◆ **TASK DATA**
::::

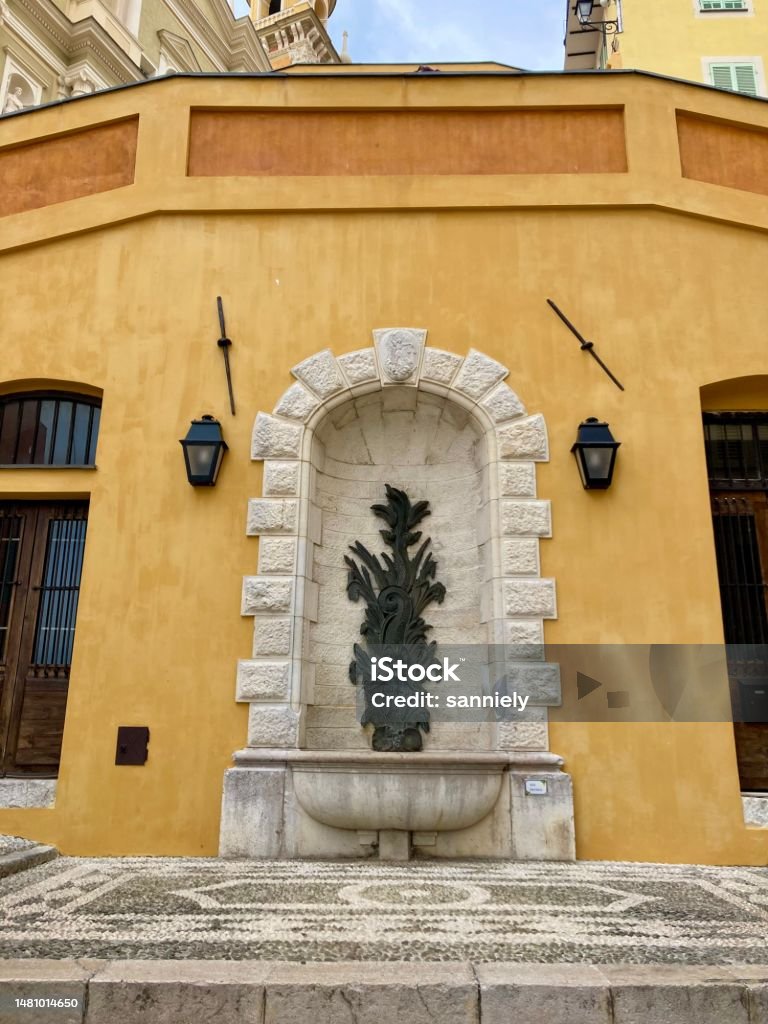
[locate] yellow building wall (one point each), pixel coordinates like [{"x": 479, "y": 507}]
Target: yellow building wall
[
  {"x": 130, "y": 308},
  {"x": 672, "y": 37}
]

::::

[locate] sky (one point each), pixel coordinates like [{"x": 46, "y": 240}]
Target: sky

::::

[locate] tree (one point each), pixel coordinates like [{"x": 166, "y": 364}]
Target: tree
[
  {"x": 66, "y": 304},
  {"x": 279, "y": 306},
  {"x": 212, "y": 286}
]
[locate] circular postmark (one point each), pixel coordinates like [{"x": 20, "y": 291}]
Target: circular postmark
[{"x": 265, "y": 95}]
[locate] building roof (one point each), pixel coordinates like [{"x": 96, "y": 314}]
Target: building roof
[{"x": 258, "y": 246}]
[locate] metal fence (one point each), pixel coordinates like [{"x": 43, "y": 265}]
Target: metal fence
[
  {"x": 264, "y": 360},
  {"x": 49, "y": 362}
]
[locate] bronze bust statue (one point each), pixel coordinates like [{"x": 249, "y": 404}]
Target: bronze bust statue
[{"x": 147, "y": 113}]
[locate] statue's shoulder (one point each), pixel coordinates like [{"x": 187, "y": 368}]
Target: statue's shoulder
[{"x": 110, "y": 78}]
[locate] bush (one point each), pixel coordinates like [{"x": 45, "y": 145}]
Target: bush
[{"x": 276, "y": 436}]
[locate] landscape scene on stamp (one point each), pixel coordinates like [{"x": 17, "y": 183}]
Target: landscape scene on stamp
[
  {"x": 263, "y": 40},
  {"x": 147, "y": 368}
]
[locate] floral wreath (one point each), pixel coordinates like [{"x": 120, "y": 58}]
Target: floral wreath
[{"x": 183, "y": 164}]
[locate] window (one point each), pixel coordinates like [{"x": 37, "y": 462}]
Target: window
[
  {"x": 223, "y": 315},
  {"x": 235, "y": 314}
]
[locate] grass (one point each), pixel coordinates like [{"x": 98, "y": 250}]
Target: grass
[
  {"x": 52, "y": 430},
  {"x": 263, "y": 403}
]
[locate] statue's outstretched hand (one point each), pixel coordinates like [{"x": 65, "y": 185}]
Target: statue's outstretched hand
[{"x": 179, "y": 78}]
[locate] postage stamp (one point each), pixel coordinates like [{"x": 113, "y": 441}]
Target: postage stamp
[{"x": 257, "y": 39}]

::::

◆ **TASK**
Find every line in the rows above that contains the string "bust", and copy each of those lines out in full.

◆ **RESPONSE**
[locate] bronze bust statue (one point each), pixel coordinates like [{"x": 249, "y": 404}]
Target: bronze bust statue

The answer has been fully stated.